### [DOCUMENT TEXT]
════════════════
Texas Officials Rule Adopted Russian Boy’s Death ‘Accidental’

Officials in the U.S. state of Texas have ruled that the death of 3-year-old Russian adoptee Max Shatto was accidental.

Ector County District Attorney Bobby Bland said four doctors who reviewed the boy’s autopsy agreed Shatto’s death was “the result of an accident.”

His death has caused furor in Russia, where officials recently backed a ban on adoptions by U.S. parents and quickly accused the child’s mother, Laura, of drugging and “murdering” him.

Officials have cited the case as they dismiss criticism of Moscow’s politically charged ban on U.S. adoptions, which was a response to U.S. legislation punishing Russia for perceived rights abuses in the Magnitsky Rule of Law Accountability Act.

From Ector County, Bland told RFE/RL that Shatto died from a “lacerated artery” due to blunt force trauma in his abdomen and had no drugs in his system.
════════════════
### [DATASET EXTRACT]

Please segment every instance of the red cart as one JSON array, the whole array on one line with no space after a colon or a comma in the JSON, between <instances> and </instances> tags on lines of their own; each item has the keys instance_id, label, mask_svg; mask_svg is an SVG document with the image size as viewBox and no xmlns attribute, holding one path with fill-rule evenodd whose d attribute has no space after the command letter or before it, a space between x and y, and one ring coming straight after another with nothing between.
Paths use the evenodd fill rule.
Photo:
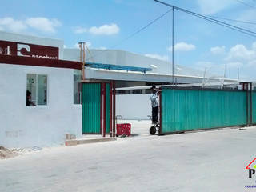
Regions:
<instances>
[{"instance_id":1,"label":"red cart","mask_svg":"<svg viewBox=\"0 0 256 192\"><path fill-rule=\"evenodd\" d=\"M129 137L130 135L130 127L131 125L130 123L122 123L122 116L117 115L115 118L116 122L118 122L118 119L121 119L122 123L117 123L117 137L122 136L122 137Z\"/></svg>"}]
</instances>

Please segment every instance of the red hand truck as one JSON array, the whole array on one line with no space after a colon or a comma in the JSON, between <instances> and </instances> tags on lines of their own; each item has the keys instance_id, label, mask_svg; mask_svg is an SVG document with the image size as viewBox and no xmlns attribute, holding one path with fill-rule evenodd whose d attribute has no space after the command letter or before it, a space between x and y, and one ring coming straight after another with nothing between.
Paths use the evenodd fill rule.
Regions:
<instances>
[{"instance_id":1,"label":"red hand truck","mask_svg":"<svg viewBox=\"0 0 256 192\"><path fill-rule=\"evenodd\" d=\"M122 123L118 124L117 123L117 137L122 136L122 137L129 137L130 135L130 127L131 125L130 123L122 123L122 115L117 115L115 117L115 121L118 122L118 118L120 118Z\"/></svg>"}]
</instances>

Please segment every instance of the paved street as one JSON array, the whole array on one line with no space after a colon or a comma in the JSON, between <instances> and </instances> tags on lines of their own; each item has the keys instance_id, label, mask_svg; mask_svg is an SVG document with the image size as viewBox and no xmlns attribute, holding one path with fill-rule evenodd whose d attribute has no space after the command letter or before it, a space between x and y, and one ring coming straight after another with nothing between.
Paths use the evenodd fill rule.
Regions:
<instances>
[{"instance_id":1,"label":"paved street","mask_svg":"<svg viewBox=\"0 0 256 192\"><path fill-rule=\"evenodd\" d=\"M1 160L0 191L248 191L255 138L226 128L43 149Z\"/></svg>"}]
</instances>

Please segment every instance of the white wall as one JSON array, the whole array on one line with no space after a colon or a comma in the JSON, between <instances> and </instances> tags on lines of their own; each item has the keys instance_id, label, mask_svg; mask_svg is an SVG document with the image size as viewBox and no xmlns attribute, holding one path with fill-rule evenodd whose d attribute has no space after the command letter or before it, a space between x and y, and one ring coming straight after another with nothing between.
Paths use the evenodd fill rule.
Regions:
<instances>
[{"instance_id":1,"label":"white wall","mask_svg":"<svg viewBox=\"0 0 256 192\"><path fill-rule=\"evenodd\" d=\"M82 137L82 106L73 104L70 69L0 63L0 146L62 144L65 134ZM47 74L48 105L26 106L26 74Z\"/></svg>"},{"instance_id":2,"label":"white wall","mask_svg":"<svg viewBox=\"0 0 256 192\"><path fill-rule=\"evenodd\" d=\"M123 119L149 120L151 115L150 94L117 94L116 115Z\"/></svg>"}]
</instances>

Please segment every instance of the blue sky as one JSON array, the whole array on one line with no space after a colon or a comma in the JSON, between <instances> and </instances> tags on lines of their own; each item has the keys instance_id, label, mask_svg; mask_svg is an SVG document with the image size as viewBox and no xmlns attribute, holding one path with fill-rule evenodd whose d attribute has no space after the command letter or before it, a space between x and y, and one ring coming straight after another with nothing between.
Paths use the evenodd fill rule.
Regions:
<instances>
[{"instance_id":1,"label":"blue sky","mask_svg":"<svg viewBox=\"0 0 256 192\"><path fill-rule=\"evenodd\" d=\"M165 2L207 16L256 22L254 0ZM2 30L63 39L70 48L85 41L90 48L120 49L171 60L171 12L122 42L169 10L153 0L9 0L2 1L0 9ZM256 80L255 38L178 10L174 22L175 64L206 69L206 76L223 75L226 66L226 76L234 78L239 68L241 78ZM256 25L229 22L256 31Z\"/></svg>"}]
</instances>

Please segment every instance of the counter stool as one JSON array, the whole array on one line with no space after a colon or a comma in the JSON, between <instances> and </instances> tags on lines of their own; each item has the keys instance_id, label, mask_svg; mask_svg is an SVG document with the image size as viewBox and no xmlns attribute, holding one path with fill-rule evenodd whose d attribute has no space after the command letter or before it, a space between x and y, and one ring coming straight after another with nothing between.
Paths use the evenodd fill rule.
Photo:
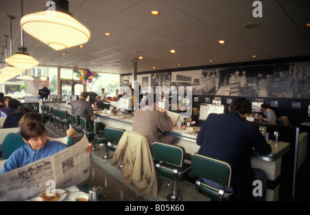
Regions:
<instances>
[{"instance_id":1,"label":"counter stool","mask_svg":"<svg viewBox=\"0 0 310 215\"><path fill-rule=\"evenodd\" d=\"M100 144L103 143L103 140L105 140L105 132L99 129L99 123L96 119L94 121L94 141L93 145L93 150L97 150L96 147L96 143Z\"/></svg>"},{"instance_id":2,"label":"counter stool","mask_svg":"<svg viewBox=\"0 0 310 215\"><path fill-rule=\"evenodd\" d=\"M83 130L80 125L80 116L70 114L71 126L75 130L76 132L81 133Z\"/></svg>"},{"instance_id":3,"label":"counter stool","mask_svg":"<svg viewBox=\"0 0 310 215\"><path fill-rule=\"evenodd\" d=\"M52 123L51 124L51 125L56 126L56 128L58 128L59 124L59 122L58 121L58 119L59 119L59 116L58 116L58 110L53 108L52 112Z\"/></svg>"},{"instance_id":4,"label":"counter stool","mask_svg":"<svg viewBox=\"0 0 310 215\"><path fill-rule=\"evenodd\" d=\"M152 150L154 159L159 161L156 164L159 174L172 179L171 193L167 198L169 201L181 201L178 182L185 179L191 170L191 165L184 163L185 150L181 146L154 142Z\"/></svg>"},{"instance_id":5,"label":"counter stool","mask_svg":"<svg viewBox=\"0 0 310 215\"><path fill-rule=\"evenodd\" d=\"M231 179L232 165L230 163L198 153L192 156L191 161L192 171L198 176L196 181L197 192L213 201L233 200L234 192L225 191L225 187L230 186ZM219 184L219 189L206 184L201 178Z\"/></svg>"},{"instance_id":6,"label":"counter stool","mask_svg":"<svg viewBox=\"0 0 310 215\"><path fill-rule=\"evenodd\" d=\"M101 139L99 141L105 143L105 155L102 157L103 160L110 159L109 149L112 151L116 150L119 140L126 130L121 128L111 127L105 127L105 139Z\"/></svg>"},{"instance_id":7,"label":"counter stool","mask_svg":"<svg viewBox=\"0 0 310 215\"><path fill-rule=\"evenodd\" d=\"M58 110L59 119L59 122L61 124L61 132L65 130L65 124L67 125L67 130L69 129L69 124L70 123L70 120L68 118L68 112L66 110Z\"/></svg>"},{"instance_id":8,"label":"counter stool","mask_svg":"<svg viewBox=\"0 0 310 215\"><path fill-rule=\"evenodd\" d=\"M94 145L94 131L93 128L89 127L88 119L80 116L80 125L83 130L83 132L86 135L88 141L92 143L92 145Z\"/></svg>"}]
</instances>

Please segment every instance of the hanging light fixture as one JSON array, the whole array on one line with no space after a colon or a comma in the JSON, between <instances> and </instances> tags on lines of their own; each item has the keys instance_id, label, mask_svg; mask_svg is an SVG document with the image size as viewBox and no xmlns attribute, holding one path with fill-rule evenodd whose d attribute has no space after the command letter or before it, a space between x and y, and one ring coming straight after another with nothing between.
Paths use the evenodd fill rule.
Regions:
<instances>
[{"instance_id":1,"label":"hanging light fixture","mask_svg":"<svg viewBox=\"0 0 310 215\"><path fill-rule=\"evenodd\" d=\"M10 19L10 55L12 55L12 20L14 19L15 17L11 17L11 16L8 16L8 18L9 18ZM6 37L6 56L7 57L8 55L8 47L7 47L7 38L8 37L8 36L6 35L3 35L4 37ZM10 79L14 78L14 76L16 76L17 75L19 75L20 74L21 74L23 72L23 71L21 71L21 70L17 68L16 67L13 66L13 65L7 65L5 68L2 68L0 70L0 72L1 72L1 73L0 74L1 79L4 80L6 79L6 81L7 80L10 80Z\"/></svg>"},{"instance_id":2,"label":"hanging light fixture","mask_svg":"<svg viewBox=\"0 0 310 215\"><path fill-rule=\"evenodd\" d=\"M21 25L26 32L56 50L88 41L90 31L72 17L67 0L49 1L47 7L21 18Z\"/></svg>"},{"instance_id":3,"label":"hanging light fixture","mask_svg":"<svg viewBox=\"0 0 310 215\"><path fill-rule=\"evenodd\" d=\"M21 17L23 17L23 0L21 1ZM12 22L12 19L11 19ZM11 23L12 25L12 23ZM12 29L12 26L11 26ZM12 30L11 30L12 34ZM12 36L11 36L12 37ZM18 48L18 50L20 52L17 52L14 55L7 58L6 59L6 62L14 65L14 67L21 69L21 70L25 70L29 68L31 68L34 66L36 66L39 64L39 61L32 57L29 54L25 53L27 52L27 48L23 47L23 28L21 28L21 46ZM11 39L12 41L12 39ZM12 45L12 42L11 42ZM11 48L12 50L12 48Z\"/></svg>"}]
</instances>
════════════════
### [PROMPT 1]
In the news report on Max Shatto's death, rewrite the paragraph beginning "Officials have cited the case" in fewer words, keeping its main facts.
### [PROMPT 2]
For each statement, say yes or no according to the news report on Max Shatto's death, and quote the words that decide it.
(a) Four doctors reviewed the boy's autopsy.
(b) Drugs were found in Shatto's system.
(c) Max Shatto was five years old.
### [PROMPT 3]
In the news report on Max Shatto's death, what did Bland tell RFE/RL caused the boy's death?
The records play no role in any of these tasks.

### [RESULT 1]
Officials point to the case when dismissing criticism of Moscow's politically charged ban on U.S. adoptions. The ban responded to the U.S. Magnitsky Rule of Law Accountability Act, which punishes Russia for perceived rights abuses.

### [RESULT 2]
(a) Yes: "four doctors who reviewed the boy’s autopsy agreed"
(b) No: "had no drugs in his system"
(c) No: "3-year-old Russian adoptee Max Shatto"

### [RESULT 3]
A "lacerated artery" caused by blunt force trauma in his abdomen.